→ WHAT YOU HAVE TO DO
Copy each line below without leaving any out.

Records:
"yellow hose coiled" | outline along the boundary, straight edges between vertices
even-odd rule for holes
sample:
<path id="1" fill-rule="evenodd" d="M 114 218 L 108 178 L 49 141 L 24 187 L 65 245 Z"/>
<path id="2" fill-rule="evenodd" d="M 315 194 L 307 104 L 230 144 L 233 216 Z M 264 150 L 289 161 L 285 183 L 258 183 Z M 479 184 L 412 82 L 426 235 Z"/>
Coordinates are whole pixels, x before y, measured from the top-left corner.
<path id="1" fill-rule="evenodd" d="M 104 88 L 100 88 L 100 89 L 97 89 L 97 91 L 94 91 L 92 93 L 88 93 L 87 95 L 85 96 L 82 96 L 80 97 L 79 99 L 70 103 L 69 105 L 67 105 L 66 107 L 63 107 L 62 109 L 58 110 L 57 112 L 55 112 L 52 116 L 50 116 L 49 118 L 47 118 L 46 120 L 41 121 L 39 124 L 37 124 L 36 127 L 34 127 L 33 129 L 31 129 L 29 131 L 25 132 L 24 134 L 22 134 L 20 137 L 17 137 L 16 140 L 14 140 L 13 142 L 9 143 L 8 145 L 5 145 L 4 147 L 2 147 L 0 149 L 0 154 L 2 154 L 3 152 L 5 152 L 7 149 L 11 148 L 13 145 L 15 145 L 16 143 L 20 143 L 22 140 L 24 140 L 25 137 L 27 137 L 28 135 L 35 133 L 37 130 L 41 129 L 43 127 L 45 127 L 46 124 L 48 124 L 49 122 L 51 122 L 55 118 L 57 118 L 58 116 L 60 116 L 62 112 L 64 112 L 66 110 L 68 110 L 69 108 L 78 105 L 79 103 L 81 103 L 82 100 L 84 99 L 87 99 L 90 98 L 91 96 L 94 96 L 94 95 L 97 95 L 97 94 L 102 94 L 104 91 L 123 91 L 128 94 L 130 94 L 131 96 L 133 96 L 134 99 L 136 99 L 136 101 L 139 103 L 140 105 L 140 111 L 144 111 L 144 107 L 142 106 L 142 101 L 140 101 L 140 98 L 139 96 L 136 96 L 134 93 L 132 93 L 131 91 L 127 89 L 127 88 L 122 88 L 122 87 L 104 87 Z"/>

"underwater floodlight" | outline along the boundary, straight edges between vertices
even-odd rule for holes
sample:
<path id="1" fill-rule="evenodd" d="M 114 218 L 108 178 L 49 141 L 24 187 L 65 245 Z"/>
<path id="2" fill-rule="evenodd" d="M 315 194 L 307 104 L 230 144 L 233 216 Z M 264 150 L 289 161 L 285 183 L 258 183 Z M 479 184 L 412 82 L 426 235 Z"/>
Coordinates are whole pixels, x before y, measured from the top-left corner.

→ ANSWER TO THE PROBLEM
"yellow hose coiled" | outline along the boundary, straight edges between vertices
even-odd rule for holes
sample:
<path id="1" fill-rule="evenodd" d="M 114 218 L 108 178 L 49 141 L 24 187 L 65 245 Z"/>
<path id="2" fill-rule="evenodd" d="M 315 194 L 307 104 L 230 144 L 233 216 Z M 264 150 L 289 161 L 285 183 L 258 183 Z M 479 184 L 412 82 L 426 235 Z"/>
Coordinates are whole pixels, x before y, measured from the top-left corner.
<path id="1" fill-rule="evenodd" d="M 104 88 L 100 88 L 100 89 L 97 89 L 97 91 L 94 91 L 92 93 L 88 93 L 87 95 L 85 96 L 82 96 L 80 97 L 79 99 L 70 103 L 69 105 L 67 105 L 66 107 L 63 107 L 62 109 L 58 110 L 57 112 L 55 112 L 52 116 L 50 116 L 49 118 L 47 118 L 46 120 L 41 121 L 39 124 L 37 124 L 36 127 L 34 127 L 33 129 L 31 129 L 29 131 L 25 132 L 24 134 L 22 134 L 20 137 L 17 137 L 16 140 L 14 140 L 13 142 L 9 143 L 8 145 L 5 145 L 4 147 L 2 147 L 0 149 L 0 154 L 2 154 L 3 152 L 5 152 L 7 149 L 11 148 L 13 145 L 15 145 L 16 143 L 20 143 L 22 140 L 24 140 L 25 137 L 27 137 L 28 135 L 35 133 L 37 130 L 41 129 L 43 127 L 45 127 L 46 124 L 48 124 L 49 122 L 51 122 L 55 118 L 57 118 L 58 116 L 60 116 L 62 112 L 64 112 L 66 110 L 68 110 L 69 108 L 78 105 L 79 103 L 81 103 L 82 100 L 84 99 L 87 99 L 90 98 L 91 96 L 94 96 L 94 95 L 97 95 L 97 94 L 102 94 L 104 91 L 123 91 L 128 94 L 130 94 L 131 96 L 133 96 L 134 99 L 136 99 L 136 101 L 139 103 L 140 105 L 140 111 L 144 111 L 144 107 L 142 106 L 142 101 L 140 101 L 140 98 L 139 96 L 136 96 L 134 93 L 132 93 L 131 91 L 127 89 L 127 88 L 122 88 L 122 87 L 104 87 Z"/>

"underwater floodlight" | outline along the boundary, straight edges between vertices
even-odd rule for holes
sample:
<path id="1" fill-rule="evenodd" d="M 114 218 L 108 178 L 49 141 L 24 187 L 65 245 Z"/>
<path id="2" fill-rule="evenodd" d="M 315 194 L 307 104 L 230 144 L 233 216 Z M 264 150 L 289 161 L 285 183 L 258 183 Z M 479 184 L 412 82 L 426 235 Z"/>
Coordinates are whole pixels, x before y, measured from the top-left corner.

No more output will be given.